STATED TASK: Copy only what runs from the line containing "Annotation task — locate each instance of the kayak seat" through the end of the material below, line for line, with both ends included.

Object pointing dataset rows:

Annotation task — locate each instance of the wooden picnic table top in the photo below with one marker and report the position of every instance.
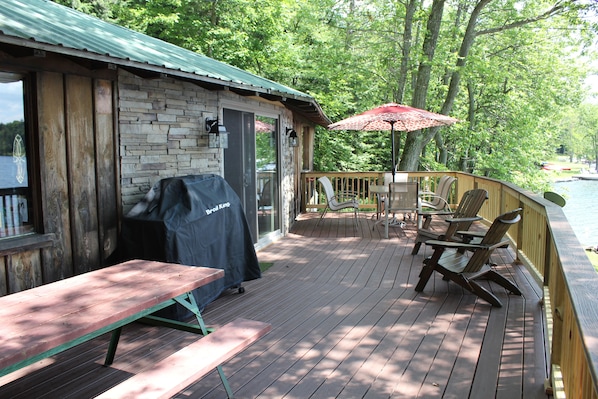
(79, 308)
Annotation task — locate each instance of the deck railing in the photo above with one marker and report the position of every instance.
(548, 248)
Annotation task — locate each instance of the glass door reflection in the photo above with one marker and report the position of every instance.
(266, 149)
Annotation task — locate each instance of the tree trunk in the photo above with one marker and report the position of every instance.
(411, 151)
(415, 141)
(406, 53)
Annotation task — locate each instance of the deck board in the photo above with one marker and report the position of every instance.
(347, 323)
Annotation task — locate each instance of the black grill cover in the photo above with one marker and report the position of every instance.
(198, 221)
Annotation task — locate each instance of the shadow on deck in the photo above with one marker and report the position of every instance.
(347, 323)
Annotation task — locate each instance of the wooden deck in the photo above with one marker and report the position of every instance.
(347, 323)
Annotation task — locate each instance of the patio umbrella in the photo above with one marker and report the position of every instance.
(395, 117)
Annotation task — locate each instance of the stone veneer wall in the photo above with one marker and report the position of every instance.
(161, 125)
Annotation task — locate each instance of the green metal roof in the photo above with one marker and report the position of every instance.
(45, 25)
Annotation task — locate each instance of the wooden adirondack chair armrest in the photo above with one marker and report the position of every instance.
(453, 245)
(429, 195)
(428, 214)
(462, 220)
(345, 195)
(471, 234)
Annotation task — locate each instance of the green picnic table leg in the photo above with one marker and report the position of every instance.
(112, 346)
(191, 304)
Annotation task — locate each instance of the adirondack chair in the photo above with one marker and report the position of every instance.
(465, 268)
(438, 199)
(337, 202)
(459, 220)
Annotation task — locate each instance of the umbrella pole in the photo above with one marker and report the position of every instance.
(392, 134)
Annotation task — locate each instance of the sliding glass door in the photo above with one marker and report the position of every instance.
(251, 168)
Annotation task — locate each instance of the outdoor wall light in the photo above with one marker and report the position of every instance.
(293, 142)
(217, 134)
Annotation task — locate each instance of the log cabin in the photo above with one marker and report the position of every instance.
(93, 115)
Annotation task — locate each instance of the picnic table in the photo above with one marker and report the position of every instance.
(46, 320)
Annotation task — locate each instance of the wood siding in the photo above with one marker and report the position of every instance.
(74, 129)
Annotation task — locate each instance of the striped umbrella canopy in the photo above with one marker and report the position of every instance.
(393, 117)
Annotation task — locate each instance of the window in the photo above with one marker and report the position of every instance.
(15, 191)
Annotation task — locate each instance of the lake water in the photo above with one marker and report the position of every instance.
(580, 208)
(8, 171)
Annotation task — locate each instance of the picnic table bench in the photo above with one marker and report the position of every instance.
(46, 320)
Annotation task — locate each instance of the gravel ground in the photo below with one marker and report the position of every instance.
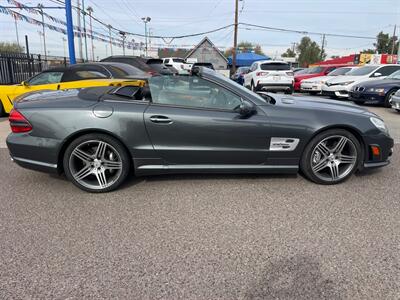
(201, 237)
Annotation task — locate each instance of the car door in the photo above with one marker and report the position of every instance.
(192, 121)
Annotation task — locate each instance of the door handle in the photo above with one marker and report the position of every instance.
(160, 119)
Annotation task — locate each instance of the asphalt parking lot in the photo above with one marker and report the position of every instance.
(201, 237)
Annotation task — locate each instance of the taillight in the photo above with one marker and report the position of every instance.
(18, 122)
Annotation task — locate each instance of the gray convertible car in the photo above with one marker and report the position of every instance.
(190, 124)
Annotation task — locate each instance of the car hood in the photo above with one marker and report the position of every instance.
(381, 83)
(319, 104)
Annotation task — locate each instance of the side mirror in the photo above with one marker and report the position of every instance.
(246, 109)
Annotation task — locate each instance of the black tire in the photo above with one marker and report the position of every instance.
(388, 97)
(114, 145)
(306, 165)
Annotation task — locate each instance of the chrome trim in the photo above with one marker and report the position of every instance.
(35, 162)
(215, 167)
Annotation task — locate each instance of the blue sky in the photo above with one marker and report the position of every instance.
(178, 17)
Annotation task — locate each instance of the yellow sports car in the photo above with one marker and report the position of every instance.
(74, 76)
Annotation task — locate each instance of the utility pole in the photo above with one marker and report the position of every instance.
(84, 28)
(70, 32)
(323, 46)
(16, 30)
(90, 10)
(146, 20)
(235, 36)
(109, 32)
(78, 4)
(40, 6)
(394, 39)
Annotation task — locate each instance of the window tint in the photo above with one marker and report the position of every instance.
(361, 71)
(339, 71)
(46, 78)
(191, 92)
(387, 70)
(274, 67)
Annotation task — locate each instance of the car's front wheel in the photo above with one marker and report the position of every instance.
(96, 163)
(331, 157)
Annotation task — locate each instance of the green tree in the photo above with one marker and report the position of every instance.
(384, 43)
(309, 52)
(289, 53)
(245, 47)
(11, 47)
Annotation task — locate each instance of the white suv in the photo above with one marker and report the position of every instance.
(269, 75)
(179, 64)
(340, 86)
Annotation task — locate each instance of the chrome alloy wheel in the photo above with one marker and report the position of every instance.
(95, 164)
(333, 158)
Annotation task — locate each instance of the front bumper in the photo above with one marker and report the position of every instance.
(396, 102)
(310, 87)
(36, 153)
(275, 87)
(365, 97)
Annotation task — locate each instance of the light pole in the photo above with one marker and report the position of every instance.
(109, 32)
(146, 20)
(90, 10)
(123, 36)
(40, 7)
(65, 51)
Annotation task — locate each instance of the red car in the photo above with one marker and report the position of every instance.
(312, 72)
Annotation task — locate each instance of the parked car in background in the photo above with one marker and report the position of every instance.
(154, 67)
(269, 75)
(310, 73)
(340, 87)
(239, 74)
(73, 76)
(296, 70)
(313, 85)
(376, 91)
(170, 126)
(396, 101)
(179, 64)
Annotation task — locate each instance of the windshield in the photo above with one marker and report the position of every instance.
(314, 70)
(339, 71)
(275, 67)
(395, 75)
(362, 71)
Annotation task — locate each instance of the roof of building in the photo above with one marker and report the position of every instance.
(206, 39)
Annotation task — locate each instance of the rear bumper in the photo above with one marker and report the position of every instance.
(385, 144)
(36, 153)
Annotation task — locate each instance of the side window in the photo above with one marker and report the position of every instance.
(387, 70)
(46, 78)
(191, 91)
(85, 73)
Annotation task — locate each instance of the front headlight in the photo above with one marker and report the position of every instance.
(346, 83)
(376, 90)
(379, 124)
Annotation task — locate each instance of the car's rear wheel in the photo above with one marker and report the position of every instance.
(388, 98)
(331, 157)
(96, 163)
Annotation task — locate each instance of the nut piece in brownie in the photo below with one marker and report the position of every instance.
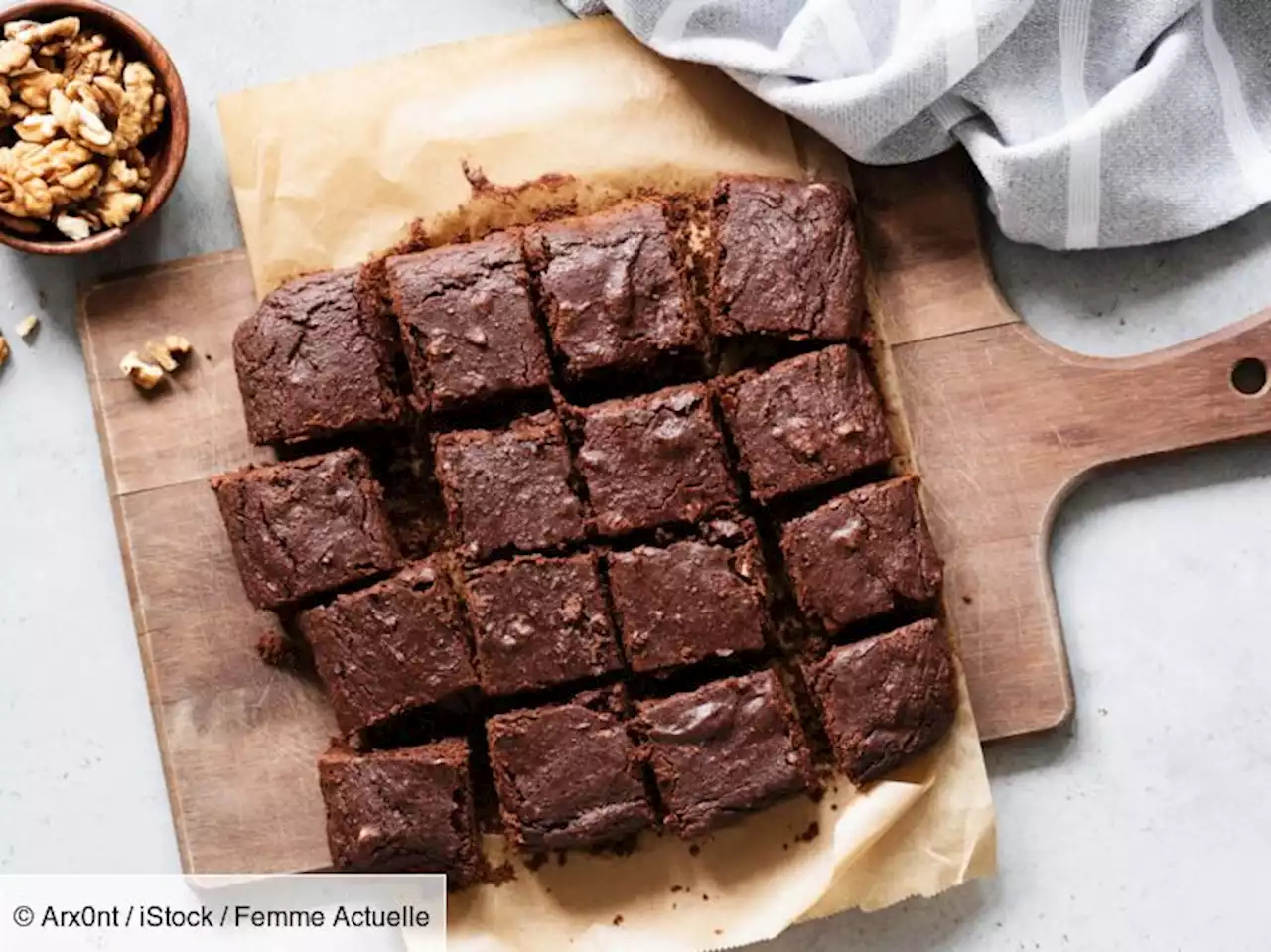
(804, 422)
(314, 361)
(785, 259)
(567, 775)
(652, 461)
(725, 750)
(861, 553)
(399, 644)
(303, 527)
(885, 699)
(612, 293)
(539, 621)
(688, 603)
(509, 488)
(467, 325)
(407, 810)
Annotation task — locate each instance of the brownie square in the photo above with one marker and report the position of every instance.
(314, 361)
(399, 644)
(653, 459)
(858, 554)
(509, 488)
(407, 810)
(785, 259)
(804, 422)
(539, 621)
(688, 603)
(303, 527)
(725, 750)
(885, 699)
(467, 323)
(612, 291)
(567, 775)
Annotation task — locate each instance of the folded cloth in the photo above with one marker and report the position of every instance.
(1093, 122)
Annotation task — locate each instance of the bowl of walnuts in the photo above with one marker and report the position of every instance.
(93, 126)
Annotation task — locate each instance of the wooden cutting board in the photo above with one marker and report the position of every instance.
(1002, 426)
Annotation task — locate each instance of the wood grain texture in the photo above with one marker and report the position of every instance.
(1001, 426)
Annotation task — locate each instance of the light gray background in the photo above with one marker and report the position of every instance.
(1144, 826)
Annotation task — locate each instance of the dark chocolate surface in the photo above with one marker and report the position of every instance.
(314, 361)
(303, 527)
(786, 261)
(407, 810)
(539, 621)
(467, 323)
(686, 603)
(723, 750)
(395, 646)
(804, 422)
(858, 554)
(567, 775)
(885, 699)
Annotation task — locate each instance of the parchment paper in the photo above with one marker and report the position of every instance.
(332, 169)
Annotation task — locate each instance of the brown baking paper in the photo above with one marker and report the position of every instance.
(331, 169)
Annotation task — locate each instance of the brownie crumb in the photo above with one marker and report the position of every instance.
(811, 833)
(500, 874)
(276, 651)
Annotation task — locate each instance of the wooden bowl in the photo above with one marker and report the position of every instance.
(164, 150)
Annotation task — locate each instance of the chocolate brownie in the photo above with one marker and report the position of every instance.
(885, 699)
(539, 621)
(304, 527)
(653, 459)
(509, 488)
(785, 259)
(804, 422)
(314, 361)
(725, 750)
(399, 644)
(407, 810)
(688, 603)
(467, 323)
(858, 554)
(612, 293)
(567, 775)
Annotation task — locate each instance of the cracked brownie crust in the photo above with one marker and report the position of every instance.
(467, 323)
(612, 294)
(567, 775)
(885, 699)
(785, 261)
(314, 361)
(304, 527)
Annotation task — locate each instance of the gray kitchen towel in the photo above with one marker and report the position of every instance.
(1093, 122)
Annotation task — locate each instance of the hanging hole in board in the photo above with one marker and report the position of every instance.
(1249, 376)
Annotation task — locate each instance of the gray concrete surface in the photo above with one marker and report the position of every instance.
(1145, 825)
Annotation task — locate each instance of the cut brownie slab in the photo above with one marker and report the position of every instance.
(314, 361)
(509, 488)
(785, 261)
(653, 461)
(688, 603)
(614, 299)
(858, 554)
(407, 810)
(725, 750)
(567, 775)
(804, 422)
(399, 644)
(539, 621)
(885, 699)
(467, 323)
(304, 527)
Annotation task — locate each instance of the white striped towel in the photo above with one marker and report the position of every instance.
(1093, 122)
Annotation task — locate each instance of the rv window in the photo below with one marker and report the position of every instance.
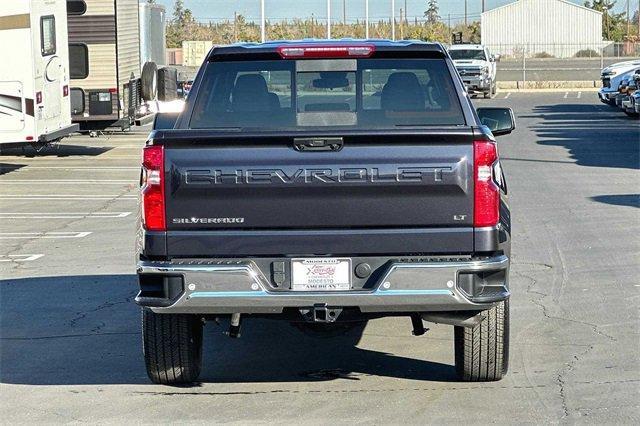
(76, 7)
(78, 61)
(48, 35)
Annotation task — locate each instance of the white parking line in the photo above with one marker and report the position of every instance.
(65, 182)
(78, 215)
(20, 257)
(69, 197)
(48, 235)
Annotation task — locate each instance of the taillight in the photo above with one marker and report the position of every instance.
(328, 51)
(486, 195)
(153, 188)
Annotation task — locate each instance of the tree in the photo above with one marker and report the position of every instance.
(432, 12)
(613, 24)
(178, 10)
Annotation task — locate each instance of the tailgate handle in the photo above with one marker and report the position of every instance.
(318, 144)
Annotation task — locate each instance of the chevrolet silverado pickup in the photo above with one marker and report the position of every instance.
(325, 183)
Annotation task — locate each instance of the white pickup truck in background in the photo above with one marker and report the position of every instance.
(476, 66)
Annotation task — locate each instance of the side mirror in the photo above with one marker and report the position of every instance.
(165, 120)
(499, 120)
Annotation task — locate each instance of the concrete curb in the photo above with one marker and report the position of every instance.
(587, 90)
(556, 85)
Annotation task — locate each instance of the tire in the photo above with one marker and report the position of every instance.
(172, 347)
(149, 81)
(482, 352)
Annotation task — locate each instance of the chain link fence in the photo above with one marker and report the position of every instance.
(559, 62)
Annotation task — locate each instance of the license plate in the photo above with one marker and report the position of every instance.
(324, 274)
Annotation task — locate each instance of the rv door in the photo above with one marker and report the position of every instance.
(53, 68)
(12, 106)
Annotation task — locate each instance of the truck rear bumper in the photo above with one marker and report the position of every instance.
(204, 287)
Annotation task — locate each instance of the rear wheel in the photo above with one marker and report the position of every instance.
(482, 352)
(172, 346)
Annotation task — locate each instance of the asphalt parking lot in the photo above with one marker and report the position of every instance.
(70, 333)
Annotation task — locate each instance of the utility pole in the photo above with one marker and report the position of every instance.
(393, 19)
(405, 13)
(366, 18)
(235, 27)
(344, 12)
(465, 13)
(628, 20)
(262, 32)
(329, 19)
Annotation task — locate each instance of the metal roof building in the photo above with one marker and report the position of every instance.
(556, 27)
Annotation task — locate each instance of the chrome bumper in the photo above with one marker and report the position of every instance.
(240, 287)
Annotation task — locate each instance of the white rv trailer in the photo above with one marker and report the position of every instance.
(34, 75)
(107, 82)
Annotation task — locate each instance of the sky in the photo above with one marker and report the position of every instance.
(221, 10)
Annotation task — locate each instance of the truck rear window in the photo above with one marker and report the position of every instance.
(335, 93)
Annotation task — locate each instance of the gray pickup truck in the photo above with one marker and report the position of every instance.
(325, 183)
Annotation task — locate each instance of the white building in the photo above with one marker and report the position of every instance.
(555, 27)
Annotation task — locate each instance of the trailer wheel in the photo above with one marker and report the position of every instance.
(149, 81)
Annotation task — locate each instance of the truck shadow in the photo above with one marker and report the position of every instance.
(594, 135)
(75, 330)
(627, 200)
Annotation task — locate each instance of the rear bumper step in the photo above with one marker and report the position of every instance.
(241, 287)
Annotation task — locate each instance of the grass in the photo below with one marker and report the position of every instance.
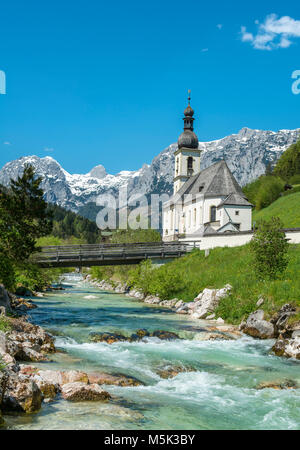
(287, 208)
(185, 277)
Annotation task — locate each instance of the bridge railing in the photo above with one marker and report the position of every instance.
(84, 252)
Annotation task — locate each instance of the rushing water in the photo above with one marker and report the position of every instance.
(220, 394)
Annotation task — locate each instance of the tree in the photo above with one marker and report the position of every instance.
(269, 246)
(23, 219)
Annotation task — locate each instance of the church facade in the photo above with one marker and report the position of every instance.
(204, 201)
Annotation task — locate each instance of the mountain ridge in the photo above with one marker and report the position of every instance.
(247, 154)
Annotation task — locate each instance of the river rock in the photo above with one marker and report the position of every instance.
(281, 318)
(5, 300)
(116, 380)
(49, 390)
(109, 338)
(172, 371)
(208, 300)
(72, 376)
(286, 384)
(81, 392)
(142, 332)
(22, 395)
(152, 300)
(290, 348)
(257, 327)
(165, 335)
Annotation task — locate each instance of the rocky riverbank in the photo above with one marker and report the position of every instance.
(278, 327)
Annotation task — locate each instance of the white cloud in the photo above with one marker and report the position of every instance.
(273, 33)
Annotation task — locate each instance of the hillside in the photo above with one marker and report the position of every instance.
(185, 277)
(287, 208)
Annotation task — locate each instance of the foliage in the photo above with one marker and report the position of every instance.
(264, 191)
(285, 207)
(67, 224)
(291, 191)
(124, 237)
(35, 278)
(191, 273)
(23, 219)
(23, 216)
(295, 179)
(288, 164)
(269, 246)
(131, 236)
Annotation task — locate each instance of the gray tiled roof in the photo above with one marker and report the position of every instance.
(235, 199)
(215, 180)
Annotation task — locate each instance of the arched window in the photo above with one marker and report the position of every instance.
(190, 165)
(213, 213)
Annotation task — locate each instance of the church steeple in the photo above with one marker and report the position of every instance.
(187, 156)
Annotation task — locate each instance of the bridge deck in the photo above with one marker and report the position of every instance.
(106, 254)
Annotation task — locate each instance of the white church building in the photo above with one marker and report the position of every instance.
(205, 202)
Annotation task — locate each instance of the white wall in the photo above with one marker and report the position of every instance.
(232, 239)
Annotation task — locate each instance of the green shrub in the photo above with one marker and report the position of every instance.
(269, 246)
(268, 192)
(288, 164)
(264, 191)
(4, 324)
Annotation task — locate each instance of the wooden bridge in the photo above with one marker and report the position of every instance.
(106, 254)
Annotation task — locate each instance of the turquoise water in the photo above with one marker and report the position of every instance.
(219, 394)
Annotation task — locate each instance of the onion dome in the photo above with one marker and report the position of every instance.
(188, 139)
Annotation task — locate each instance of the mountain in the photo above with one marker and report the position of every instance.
(247, 154)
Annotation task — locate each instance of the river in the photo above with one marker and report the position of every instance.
(220, 394)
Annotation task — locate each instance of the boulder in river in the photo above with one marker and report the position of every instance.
(256, 326)
(290, 348)
(81, 392)
(109, 338)
(165, 335)
(4, 300)
(116, 380)
(22, 394)
(170, 371)
(285, 384)
(207, 301)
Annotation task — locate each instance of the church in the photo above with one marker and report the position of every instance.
(204, 202)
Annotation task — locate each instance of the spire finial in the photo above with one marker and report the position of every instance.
(189, 96)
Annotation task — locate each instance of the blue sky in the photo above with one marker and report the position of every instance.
(97, 82)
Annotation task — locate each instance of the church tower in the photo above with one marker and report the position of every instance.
(187, 156)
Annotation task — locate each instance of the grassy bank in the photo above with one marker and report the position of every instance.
(287, 208)
(185, 277)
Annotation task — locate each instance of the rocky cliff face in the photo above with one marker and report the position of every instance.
(247, 154)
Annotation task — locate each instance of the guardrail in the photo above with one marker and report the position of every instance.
(106, 254)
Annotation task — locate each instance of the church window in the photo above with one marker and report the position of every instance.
(213, 213)
(190, 165)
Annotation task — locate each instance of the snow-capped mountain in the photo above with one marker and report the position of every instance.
(247, 154)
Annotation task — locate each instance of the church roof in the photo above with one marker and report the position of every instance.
(235, 200)
(216, 180)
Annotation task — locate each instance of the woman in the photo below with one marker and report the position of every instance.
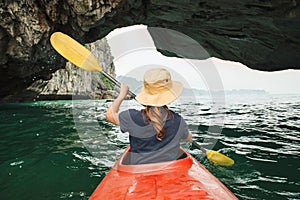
(155, 132)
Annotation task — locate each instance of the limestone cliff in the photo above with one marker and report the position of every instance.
(72, 82)
(263, 35)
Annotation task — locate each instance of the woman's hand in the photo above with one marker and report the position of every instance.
(112, 114)
(123, 91)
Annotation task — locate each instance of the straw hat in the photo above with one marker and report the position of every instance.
(158, 89)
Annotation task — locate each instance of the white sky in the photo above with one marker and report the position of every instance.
(134, 52)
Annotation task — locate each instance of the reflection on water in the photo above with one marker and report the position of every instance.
(62, 149)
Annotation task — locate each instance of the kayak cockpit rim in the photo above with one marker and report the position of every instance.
(184, 161)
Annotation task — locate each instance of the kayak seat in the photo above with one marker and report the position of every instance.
(126, 160)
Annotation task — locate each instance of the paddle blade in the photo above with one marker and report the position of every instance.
(74, 52)
(218, 158)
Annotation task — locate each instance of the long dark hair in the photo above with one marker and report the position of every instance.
(154, 115)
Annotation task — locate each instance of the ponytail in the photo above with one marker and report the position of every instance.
(154, 115)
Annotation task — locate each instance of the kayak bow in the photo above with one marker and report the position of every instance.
(184, 179)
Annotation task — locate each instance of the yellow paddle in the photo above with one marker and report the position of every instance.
(215, 157)
(78, 55)
(83, 58)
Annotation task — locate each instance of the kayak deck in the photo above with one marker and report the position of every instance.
(185, 179)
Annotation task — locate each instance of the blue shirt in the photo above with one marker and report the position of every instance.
(144, 147)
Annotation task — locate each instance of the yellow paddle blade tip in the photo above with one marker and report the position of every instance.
(218, 158)
(74, 52)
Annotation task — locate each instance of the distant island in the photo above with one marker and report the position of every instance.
(133, 83)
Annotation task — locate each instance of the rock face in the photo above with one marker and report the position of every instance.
(263, 35)
(72, 82)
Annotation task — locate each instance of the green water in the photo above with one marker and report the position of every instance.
(46, 154)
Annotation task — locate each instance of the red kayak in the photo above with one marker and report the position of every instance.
(184, 178)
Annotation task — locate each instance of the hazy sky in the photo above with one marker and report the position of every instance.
(134, 52)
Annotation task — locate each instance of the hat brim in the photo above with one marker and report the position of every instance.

FINAL RESULT:
Annotation task — locate each instance of the kayak seat in the photo above with one marker and report the position of every instance.
(126, 160)
Annotation task — locate each instance of the paddle blade in the photo above with one marker and report the position of every instance.
(74, 52)
(218, 158)
Annotation task — locate each instance of the long dark hair in the photo above with one marker and report the position of every instance.
(154, 115)
Annotation task — locate each instance of the ponytail in the photo above with one marker and report the position of every instance.
(154, 115)
Annotation task — locate each instance of the kayak bow in the photo above with one marker and report the position of every instance.
(184, 179)
Annotation task — locate each instance of the yellow paddle in the photo above with one marker and report the position of every instance.
(215, 157)
(78, 55)
(83, 58)
Annotation task — locate each instance of the kayak deck in the photo above with one marker and report the position of every instance.
(185, 179)
Annotation task — locate each instance of the blue shirt in the photo above with one marker and report the position of every instance.
(144, 147)
Annotation task — locate each instance of the yellow paddle blade tip in the photo above with one marker and report the position of every instance.
(218, 158)
(74, 52)
Annotation task — locate each instance of the distant island in the photo above with one marker and report the position of every instance.
(133, 83)
Annotation task — locate each instance of the rock face in the photo above with one marker and report the position of every instance.
(263, 35)
(72, 82)
Annotation task — locate each instance of the green water in the photo above with one marker and report the position of every instance.
(46, 154)
Annotation task — locate each instance of the red kayak in the photo above with one marker and report the position of every instance.
(184, 178)
Annotation task — locate each instance of the hazy sky in the photo above with one marker and report the position of every instance.
(134, 52)
Annotation task — locate each instance of the hat brim in the photo above with one marker and report the position of every instance.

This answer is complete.